TEXTO PROPORCIONADO
El padre Antún recordó que perdió el conocimiento por varios segundos, pero su ADN para resistir fue activado de inmediato. Sabía que era la única esperanza para sacar con vida a los sobrevivientes, y como lo dijo anteriormente, evitar que la tragedia fuera peor.

“Los combates continúan después de que cae la pipeta. Nosotros nos pasamos para la casa de las hermanas, que está de ahí a 20 metros. Después los paramilitares van otra vez y se ubican detrás de nosotros. Y la guerrilla otra vez vuelve y tira una pipeta en dirección a donde le tiraban balas; es decir, que la pipeta también pudo haber caído en la casa de las hermanas. Entonces la gente comienza a decir: ¿Qué hacemos? Es una carga de responsabilidad, porque al final la gente dice: ‘bueno, lo que diga el padre que hagamos, eso es’. Un pelado de 28 años", dijo.
Por ello, se armó de valor y amarró una sábana blanca a una especie de pala. Era el padre encabezando un desfile de cuerpos ensangrentados y mutilados pidiendo el respeto por la vida:
“Hago la marcha de la vida para que los actores que iban por ahí nos escucharan. Yo gritaba, ‘¿Quiénes somos?’, y la gente respondía: ‘la población civil’. Y después yo gritaba, ‘¿Qué exigimos?’, imagínalo en medio de una balacera, exigiéndole a un actor, sin misericordia, sin alma. Yo gritaba, ‘¿Qué exigimos?’, y la gente respondía: ‘Que nos respeten la vida’“.
El padre Antún recordó que buscaban llegar a Vigía del Fuerte, donde hay un hospital con mejores condiciones para atender los heridos, o por lo menos brindar los primeros auxilios.

QUÉ SE SOLICITA
Conteste, según el texto sobre el padre Antún:
1. ¿A cuántos metros estaba la casa de las hermanas?
2. ¿Qué amarró el padre a una especie de pala?
3. ¿A qué lugar buscaban llegar con los heridos?
Los ítems proceden de una fuente distinta.

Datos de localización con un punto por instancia
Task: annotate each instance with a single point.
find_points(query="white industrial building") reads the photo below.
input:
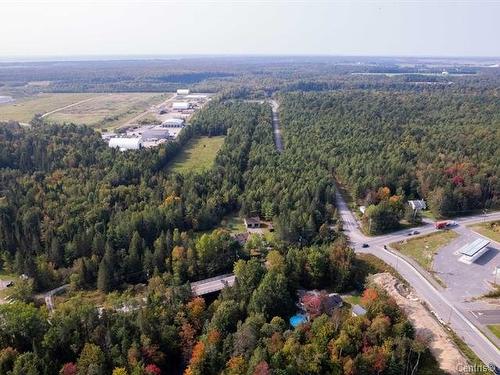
(473, 251)
(124, 144)
(181, 105)
(173, 123)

RESULTADO DEL EJERCICIO
1. A 20 metros.
2. Una sábana blanca.
3. A Vigía del Fuerte.